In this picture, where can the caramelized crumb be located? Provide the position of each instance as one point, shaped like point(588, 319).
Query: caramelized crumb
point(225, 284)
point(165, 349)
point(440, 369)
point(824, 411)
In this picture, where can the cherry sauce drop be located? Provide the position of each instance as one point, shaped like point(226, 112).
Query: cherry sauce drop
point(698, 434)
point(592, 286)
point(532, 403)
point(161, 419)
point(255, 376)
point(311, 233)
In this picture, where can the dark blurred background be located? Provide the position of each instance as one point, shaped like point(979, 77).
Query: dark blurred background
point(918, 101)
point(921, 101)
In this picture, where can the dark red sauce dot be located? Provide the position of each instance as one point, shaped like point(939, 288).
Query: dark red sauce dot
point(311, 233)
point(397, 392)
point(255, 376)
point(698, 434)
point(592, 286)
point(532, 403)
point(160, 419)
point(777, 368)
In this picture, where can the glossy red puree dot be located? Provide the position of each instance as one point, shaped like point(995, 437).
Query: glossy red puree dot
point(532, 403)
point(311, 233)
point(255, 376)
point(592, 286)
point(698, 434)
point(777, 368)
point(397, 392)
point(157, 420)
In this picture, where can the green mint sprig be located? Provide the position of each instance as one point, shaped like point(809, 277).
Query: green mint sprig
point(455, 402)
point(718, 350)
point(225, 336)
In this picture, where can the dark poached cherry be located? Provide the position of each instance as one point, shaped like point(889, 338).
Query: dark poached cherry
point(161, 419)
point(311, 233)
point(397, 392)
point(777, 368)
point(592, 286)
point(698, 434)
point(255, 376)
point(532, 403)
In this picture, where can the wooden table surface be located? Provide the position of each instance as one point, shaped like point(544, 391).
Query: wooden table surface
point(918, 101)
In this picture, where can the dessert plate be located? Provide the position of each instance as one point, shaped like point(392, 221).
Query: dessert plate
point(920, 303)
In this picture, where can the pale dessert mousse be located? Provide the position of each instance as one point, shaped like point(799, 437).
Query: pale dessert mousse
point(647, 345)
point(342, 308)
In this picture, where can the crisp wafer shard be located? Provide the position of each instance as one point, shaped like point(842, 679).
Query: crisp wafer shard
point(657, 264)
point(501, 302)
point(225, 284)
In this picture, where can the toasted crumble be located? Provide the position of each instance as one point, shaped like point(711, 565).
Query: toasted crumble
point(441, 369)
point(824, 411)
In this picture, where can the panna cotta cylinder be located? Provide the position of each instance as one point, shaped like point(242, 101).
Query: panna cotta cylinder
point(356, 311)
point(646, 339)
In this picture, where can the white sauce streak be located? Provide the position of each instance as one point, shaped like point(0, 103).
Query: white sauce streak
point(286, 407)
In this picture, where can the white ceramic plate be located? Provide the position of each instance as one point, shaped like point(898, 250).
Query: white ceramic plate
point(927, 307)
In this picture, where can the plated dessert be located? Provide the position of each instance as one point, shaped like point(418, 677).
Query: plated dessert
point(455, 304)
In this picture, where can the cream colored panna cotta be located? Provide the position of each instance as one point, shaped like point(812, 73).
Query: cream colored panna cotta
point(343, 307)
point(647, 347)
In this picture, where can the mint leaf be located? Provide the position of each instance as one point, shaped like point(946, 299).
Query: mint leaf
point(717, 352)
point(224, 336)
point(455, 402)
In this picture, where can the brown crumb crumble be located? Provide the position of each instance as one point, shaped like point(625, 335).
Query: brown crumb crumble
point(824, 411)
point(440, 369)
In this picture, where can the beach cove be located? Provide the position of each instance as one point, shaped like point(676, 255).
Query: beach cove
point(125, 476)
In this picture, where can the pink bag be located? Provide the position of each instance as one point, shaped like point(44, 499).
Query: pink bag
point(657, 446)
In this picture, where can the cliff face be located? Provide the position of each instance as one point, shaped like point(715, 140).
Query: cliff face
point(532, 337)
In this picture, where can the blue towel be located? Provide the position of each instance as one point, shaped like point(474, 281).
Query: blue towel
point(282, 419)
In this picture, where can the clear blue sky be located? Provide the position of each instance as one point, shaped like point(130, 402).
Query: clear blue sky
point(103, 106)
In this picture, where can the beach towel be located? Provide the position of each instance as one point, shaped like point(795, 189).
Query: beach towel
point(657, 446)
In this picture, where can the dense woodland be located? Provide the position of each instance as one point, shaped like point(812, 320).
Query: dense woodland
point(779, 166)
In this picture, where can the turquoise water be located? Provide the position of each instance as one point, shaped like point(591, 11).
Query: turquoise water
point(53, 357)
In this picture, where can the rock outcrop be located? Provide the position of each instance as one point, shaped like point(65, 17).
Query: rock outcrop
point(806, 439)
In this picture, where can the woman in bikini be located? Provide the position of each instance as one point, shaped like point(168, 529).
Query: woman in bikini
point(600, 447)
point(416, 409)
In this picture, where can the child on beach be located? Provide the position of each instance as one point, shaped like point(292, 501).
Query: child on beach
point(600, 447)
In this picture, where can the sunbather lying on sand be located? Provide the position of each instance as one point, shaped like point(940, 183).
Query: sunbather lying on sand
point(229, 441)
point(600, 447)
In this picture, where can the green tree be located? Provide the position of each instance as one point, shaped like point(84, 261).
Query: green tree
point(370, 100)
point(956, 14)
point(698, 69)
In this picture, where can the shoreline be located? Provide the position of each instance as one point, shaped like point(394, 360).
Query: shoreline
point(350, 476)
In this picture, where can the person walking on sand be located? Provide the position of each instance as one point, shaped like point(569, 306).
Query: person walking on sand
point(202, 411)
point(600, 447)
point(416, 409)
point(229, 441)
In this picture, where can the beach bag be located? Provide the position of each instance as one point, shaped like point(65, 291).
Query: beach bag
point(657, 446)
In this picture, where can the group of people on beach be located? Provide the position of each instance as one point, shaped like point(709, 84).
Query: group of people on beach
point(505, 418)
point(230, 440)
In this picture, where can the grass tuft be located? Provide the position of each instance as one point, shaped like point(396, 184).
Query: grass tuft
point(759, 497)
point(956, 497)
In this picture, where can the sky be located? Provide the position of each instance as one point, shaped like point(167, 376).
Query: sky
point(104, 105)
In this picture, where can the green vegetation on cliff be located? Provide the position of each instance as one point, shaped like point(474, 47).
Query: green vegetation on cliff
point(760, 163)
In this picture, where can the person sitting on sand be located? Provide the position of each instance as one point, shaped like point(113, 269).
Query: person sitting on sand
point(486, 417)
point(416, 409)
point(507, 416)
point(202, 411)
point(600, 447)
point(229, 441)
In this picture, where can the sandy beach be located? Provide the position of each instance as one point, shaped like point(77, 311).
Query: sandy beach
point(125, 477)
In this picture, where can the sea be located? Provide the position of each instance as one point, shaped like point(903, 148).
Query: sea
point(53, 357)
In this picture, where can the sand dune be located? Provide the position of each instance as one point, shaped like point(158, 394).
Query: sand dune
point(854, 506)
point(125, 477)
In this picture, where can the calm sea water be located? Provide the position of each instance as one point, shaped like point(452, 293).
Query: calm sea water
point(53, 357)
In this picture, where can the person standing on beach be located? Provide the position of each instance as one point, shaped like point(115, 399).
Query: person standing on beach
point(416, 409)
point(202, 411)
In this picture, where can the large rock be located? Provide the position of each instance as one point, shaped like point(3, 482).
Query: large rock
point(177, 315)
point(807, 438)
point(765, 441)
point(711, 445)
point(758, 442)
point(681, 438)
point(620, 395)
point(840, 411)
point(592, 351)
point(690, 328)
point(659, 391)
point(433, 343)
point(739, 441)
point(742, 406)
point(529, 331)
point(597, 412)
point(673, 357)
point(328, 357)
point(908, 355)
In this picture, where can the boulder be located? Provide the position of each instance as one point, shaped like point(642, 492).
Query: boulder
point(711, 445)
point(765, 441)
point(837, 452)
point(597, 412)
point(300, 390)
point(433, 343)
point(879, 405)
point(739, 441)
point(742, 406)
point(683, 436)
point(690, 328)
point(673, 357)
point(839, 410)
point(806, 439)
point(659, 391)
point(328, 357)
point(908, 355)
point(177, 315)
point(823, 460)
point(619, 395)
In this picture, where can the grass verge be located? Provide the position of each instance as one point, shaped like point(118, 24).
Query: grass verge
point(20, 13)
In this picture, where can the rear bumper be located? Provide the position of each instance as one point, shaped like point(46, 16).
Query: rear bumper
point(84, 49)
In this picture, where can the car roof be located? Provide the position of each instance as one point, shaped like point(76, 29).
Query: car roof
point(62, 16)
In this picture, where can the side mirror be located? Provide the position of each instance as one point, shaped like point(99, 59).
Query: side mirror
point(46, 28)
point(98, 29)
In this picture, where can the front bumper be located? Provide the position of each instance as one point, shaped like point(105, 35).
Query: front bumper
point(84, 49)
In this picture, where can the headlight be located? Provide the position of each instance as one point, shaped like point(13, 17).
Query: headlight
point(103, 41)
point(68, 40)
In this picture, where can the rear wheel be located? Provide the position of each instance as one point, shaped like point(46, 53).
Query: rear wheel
--------------------------------------------------
=== Objective ===
Copy the data above word for word, from the line with "In this picture, where can the turquoise" to the line with "point(698, 69)", including both of those lines.

=== Output for this exercise ===
In this picture, where can the turquoise water be located? Provide the position of each instance as one point, shaped like point(591, 11).
Query: turquoise water
point(53, 357)
In this picture, where can the rock outcrop be located? Provide the position of each instance as one point, shaped like point(65, 17).
Query: rock outcrop
point(806, 439)
In this picture, where can the woman in bikini be located? Provide the position of each instance as one point, shaped like point(168, 529).
Query: woman in bikini
point(600, 447)
point(416, 409)
In this picture, where can the child on beach be located? Provide the position of each instance as one point, shaped like point(292, 501).
Query: child on beach
point(600, 447)
In this picture, where can the sunbather lying on sand be located? Provide the position of each instance as one point, shaped like point(940, 183).
Query: sunbather lying on sand
point(229, 441)
point(600, 447)
In this picture, where can the green tree be located? Provide the position of each instance as one point, shaped like point(84, 261).
Query: green tree
point(370, 100)
point(956, 14)
point(698, 69)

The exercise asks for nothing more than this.